### EXERCISE INSTRUCTIONS
Return the entire listing, word for word.

### INPUT DATA
· · · ·
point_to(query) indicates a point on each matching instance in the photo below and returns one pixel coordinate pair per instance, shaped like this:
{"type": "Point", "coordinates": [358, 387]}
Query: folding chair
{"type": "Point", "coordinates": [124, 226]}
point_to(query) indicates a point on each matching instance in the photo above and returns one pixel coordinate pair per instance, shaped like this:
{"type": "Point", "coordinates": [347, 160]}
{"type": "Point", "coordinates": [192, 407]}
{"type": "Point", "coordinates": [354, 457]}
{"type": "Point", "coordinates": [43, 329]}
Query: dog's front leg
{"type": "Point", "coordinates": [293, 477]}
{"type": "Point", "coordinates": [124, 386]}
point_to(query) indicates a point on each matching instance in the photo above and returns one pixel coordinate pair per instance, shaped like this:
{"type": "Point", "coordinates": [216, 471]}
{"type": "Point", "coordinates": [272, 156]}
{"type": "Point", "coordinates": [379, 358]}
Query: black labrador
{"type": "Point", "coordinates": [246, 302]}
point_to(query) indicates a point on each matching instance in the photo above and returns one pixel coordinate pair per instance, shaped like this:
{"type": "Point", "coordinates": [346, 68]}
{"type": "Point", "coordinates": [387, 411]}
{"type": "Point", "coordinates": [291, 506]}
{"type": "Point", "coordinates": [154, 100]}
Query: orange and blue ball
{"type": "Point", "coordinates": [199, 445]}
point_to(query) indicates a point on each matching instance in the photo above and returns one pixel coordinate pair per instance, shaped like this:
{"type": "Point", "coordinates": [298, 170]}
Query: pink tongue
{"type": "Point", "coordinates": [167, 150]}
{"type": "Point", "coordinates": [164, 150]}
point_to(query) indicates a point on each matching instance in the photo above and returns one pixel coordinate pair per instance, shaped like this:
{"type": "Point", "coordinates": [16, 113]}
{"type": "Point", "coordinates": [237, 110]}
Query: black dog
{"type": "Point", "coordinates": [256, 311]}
· · · ·
### ANSWER BOX
point_to(query) indicates a point on each matching instance in the photo below and returns one pixel coordinate pair per instance, shaped like this:
{"type": "Point", "coordinates": [358, 387]}
Query: folding chair
{"type": "Point", "coordinates": [124, 226]}
point_to(query) indicates a point on each matching instance in the photo above and returns one pixel coordinate pair per instance, shaped like this:
{"type": "Point", "coordinates": [347, 160]}
{"type": "Point", "coordinates": [192, 407]}
{"type": "Point", "coordinates": [354, 457]}
{"type": "Point", "coordinates": [43, 329]}
Query: dog's front leg
{"type": "Point", "coordinates": [293, 477]}
{"type": "Point", "coordinates": [124, 386]}
point_to(query) indicates a point on each matching instance in the photo above and returns one pixel coordinate pair per instance, shaped like this:
{"type": "Point", "coordinates": [216, 471]}
{"type": "Point", "coordinates": [272, 156]}
{"type": "Point", "coordinates": [379, 358]}
Query: black labrador
{"type": "Point", "coordinates": [246, 302]}
point_to(query) indicates a point on each matching instance in the photo above and returns one pixel coordinate pair per instance, shaped like this:
{"type": "Point", "coordinates": [346, 68]}
{"type": "Point", "coordinates": [387, 411]}
{"type": "Point", "coordinates": [291, 506]}
{"type": "Point", "coordinates": [154, 100]}
Query: orange and blue ball
{"type": "Point", "coordinates": [199, 445]}
point_to(query) indicates a point on each matching instance in the photo above and returns one pixel coordinate pair per instance, shaped like this:
{"type": "Point", "coordinates": [298, 170]}
Query: pink tongue
{"type": "Point", "coordinates": [167, 150]}
{"type": "Point", "coordinates": [164, 150]}
point_to(query) indicates a point on each matching instance in the photo above and returns one pixel coordinate pair per instance, shaped like this:
{"type": "Point", "coordinates": [16, 113]}
{"type": "Point", "coordinates": [237, 110]}
Query: black dog
{"type": "Point", "coordinates": [256, 311]}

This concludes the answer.